**Given task**
Lines from the one containing "Place one point per instance of the dishwasher" through the last line of the data are to be repeated word for word, both ends included.

A block of data:
########################################
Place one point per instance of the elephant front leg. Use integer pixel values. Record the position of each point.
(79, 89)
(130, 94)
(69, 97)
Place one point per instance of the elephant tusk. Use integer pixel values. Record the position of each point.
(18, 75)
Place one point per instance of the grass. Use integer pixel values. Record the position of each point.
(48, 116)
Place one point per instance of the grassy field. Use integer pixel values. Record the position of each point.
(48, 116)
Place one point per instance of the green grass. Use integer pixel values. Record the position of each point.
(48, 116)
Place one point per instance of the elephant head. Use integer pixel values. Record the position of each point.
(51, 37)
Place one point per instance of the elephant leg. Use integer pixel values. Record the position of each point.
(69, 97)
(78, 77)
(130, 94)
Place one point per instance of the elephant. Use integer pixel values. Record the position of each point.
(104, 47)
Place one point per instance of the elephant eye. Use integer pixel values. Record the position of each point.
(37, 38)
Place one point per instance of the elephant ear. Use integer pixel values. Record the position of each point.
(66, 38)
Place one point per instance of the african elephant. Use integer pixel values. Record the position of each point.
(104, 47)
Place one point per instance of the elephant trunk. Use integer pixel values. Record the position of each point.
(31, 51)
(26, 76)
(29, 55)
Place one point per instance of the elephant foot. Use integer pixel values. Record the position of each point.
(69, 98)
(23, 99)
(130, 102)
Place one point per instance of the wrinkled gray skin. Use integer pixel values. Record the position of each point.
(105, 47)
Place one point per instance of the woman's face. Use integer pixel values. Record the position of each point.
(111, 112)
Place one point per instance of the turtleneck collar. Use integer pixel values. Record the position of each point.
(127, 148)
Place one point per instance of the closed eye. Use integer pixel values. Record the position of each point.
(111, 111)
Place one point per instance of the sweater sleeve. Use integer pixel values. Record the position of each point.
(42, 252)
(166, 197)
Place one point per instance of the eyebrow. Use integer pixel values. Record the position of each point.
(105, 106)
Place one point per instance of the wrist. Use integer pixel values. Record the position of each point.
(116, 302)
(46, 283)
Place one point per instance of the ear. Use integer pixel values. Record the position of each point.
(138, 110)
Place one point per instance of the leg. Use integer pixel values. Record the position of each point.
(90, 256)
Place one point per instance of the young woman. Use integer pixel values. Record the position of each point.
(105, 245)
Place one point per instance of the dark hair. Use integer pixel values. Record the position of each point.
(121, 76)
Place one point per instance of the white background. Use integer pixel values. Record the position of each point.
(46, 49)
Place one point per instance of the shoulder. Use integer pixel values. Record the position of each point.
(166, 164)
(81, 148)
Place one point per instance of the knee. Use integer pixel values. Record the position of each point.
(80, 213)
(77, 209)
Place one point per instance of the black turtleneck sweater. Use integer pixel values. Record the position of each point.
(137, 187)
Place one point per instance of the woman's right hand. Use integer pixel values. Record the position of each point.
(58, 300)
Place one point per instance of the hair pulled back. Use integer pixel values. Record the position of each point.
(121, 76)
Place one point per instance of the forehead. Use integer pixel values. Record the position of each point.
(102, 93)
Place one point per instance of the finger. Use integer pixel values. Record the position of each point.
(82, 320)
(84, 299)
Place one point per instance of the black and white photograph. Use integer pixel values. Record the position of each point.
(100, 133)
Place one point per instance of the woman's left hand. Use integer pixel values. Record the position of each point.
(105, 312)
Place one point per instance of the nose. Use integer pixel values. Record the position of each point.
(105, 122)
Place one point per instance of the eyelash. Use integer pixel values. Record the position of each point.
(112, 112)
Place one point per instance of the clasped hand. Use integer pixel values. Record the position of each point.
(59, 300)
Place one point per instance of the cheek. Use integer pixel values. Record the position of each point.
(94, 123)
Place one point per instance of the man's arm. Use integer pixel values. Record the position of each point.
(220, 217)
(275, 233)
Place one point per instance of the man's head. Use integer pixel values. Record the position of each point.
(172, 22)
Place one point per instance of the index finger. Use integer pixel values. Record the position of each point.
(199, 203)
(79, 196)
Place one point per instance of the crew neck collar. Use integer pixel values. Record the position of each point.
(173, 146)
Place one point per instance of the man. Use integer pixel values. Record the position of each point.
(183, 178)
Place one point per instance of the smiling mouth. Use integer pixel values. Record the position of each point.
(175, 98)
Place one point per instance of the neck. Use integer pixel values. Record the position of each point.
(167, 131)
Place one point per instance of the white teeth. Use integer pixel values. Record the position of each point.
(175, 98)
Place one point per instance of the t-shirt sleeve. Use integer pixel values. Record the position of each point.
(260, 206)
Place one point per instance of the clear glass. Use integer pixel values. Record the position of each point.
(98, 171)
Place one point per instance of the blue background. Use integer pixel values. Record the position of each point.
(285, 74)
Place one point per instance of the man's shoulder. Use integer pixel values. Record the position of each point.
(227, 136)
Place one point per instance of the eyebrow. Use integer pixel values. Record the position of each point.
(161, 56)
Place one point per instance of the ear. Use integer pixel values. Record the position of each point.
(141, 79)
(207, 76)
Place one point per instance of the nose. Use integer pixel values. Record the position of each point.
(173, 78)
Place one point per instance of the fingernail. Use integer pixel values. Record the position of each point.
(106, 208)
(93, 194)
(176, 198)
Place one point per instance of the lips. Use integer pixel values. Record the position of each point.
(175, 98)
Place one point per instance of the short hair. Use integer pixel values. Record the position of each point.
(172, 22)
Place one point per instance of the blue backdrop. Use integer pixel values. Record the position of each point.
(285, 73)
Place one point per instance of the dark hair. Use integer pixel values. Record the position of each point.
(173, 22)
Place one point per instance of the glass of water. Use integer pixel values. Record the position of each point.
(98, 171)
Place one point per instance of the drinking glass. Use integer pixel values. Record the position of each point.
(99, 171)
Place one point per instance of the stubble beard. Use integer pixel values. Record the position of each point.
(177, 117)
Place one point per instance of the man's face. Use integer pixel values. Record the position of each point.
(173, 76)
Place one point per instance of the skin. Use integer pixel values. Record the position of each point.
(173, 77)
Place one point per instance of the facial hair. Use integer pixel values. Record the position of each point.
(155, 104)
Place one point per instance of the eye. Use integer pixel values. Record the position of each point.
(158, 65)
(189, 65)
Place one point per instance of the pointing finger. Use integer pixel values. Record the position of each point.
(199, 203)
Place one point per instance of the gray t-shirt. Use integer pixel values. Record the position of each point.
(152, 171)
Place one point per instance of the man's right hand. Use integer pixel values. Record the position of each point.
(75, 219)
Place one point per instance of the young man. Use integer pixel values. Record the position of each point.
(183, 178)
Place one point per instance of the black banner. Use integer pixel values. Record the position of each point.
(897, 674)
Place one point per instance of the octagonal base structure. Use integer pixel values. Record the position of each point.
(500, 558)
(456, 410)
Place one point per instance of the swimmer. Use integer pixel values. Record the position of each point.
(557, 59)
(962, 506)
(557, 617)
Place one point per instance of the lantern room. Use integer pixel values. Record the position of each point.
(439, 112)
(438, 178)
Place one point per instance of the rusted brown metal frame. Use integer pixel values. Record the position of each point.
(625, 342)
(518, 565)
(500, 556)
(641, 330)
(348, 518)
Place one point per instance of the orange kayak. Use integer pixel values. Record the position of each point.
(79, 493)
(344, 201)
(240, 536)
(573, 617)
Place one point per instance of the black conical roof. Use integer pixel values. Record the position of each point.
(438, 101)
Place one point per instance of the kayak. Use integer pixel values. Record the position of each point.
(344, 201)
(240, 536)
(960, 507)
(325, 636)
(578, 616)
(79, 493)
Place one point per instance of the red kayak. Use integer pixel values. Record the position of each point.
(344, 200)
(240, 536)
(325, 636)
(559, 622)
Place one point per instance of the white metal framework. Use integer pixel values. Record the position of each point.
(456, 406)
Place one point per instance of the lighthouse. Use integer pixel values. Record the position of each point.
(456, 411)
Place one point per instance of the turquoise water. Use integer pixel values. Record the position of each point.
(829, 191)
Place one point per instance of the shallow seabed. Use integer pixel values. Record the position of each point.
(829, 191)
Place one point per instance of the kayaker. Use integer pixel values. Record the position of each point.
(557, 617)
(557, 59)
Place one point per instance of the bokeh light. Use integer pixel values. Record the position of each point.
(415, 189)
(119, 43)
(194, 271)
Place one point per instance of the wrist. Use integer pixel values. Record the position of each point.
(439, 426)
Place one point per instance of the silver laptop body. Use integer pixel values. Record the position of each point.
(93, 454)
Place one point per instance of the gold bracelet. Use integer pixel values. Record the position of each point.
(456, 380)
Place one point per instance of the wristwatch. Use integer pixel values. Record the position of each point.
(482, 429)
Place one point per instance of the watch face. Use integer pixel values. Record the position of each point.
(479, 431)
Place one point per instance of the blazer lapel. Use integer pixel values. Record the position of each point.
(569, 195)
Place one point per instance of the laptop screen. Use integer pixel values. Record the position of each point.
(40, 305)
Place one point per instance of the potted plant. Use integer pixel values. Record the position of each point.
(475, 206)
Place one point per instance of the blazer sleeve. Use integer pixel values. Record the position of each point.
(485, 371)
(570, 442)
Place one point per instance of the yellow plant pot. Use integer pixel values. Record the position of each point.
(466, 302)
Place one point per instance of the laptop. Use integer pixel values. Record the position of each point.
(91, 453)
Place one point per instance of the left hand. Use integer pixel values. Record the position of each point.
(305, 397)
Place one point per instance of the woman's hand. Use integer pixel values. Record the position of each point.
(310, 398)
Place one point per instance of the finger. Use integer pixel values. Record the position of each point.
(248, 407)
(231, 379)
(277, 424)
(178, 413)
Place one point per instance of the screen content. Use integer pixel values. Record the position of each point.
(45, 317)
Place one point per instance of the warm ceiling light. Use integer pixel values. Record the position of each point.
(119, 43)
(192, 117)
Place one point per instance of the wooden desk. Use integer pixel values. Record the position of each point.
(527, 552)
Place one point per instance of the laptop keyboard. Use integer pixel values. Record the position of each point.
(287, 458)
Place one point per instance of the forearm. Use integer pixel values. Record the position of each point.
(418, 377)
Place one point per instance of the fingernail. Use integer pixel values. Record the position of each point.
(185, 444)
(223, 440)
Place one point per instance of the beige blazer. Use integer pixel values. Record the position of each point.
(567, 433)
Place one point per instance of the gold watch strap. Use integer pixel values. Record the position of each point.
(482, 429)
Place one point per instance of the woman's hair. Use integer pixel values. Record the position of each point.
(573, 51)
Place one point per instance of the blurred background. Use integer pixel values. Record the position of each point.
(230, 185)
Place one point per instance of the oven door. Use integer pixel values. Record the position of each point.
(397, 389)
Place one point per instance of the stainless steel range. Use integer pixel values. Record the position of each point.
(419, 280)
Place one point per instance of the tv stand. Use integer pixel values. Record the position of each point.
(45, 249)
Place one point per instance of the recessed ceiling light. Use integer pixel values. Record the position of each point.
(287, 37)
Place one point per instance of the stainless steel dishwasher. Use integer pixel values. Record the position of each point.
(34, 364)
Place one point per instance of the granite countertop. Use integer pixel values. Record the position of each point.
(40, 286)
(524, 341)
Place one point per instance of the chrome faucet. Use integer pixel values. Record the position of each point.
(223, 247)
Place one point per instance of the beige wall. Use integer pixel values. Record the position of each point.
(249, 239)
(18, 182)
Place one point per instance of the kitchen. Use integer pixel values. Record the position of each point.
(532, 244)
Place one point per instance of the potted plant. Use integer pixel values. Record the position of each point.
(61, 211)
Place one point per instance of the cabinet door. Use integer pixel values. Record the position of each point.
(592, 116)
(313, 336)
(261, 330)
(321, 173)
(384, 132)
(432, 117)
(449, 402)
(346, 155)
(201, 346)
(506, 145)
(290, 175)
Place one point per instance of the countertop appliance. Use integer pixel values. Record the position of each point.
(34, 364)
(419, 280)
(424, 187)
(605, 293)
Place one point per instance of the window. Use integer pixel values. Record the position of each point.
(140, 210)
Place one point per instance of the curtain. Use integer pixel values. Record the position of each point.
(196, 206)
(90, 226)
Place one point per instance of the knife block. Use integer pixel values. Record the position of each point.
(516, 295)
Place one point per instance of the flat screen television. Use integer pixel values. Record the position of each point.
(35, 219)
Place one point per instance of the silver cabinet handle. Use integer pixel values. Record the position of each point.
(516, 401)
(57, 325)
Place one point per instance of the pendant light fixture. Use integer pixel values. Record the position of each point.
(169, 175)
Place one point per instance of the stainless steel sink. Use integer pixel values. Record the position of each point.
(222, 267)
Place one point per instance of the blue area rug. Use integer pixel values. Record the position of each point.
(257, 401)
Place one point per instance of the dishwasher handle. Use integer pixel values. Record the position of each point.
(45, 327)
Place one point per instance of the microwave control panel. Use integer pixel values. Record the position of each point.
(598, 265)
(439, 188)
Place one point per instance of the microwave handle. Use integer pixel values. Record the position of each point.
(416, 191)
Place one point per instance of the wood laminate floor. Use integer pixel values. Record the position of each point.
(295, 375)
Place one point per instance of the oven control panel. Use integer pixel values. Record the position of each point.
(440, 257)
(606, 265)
########################################
**Completed exercise**
Place one point per instance of the dishwasher handle. Use integer pixel values. Record the position of each point.
(45, 327)
Place one point per instance of the microwave control panel. Use integer pixel values. Record the position of each point.
(598, 265)
(439, 188)
Place one point per instance of the microwave handle. Use integer pixel values. Record the position of each point.
(416, 191)
Place one point per instance of the wood laminate floor. Use integer pixel values. Record the position of each point.
(295, 375)
Place one point per instance of the oven control panel. Use integer pixel values. Record the position of each point.
(440, 257)
(606, 265)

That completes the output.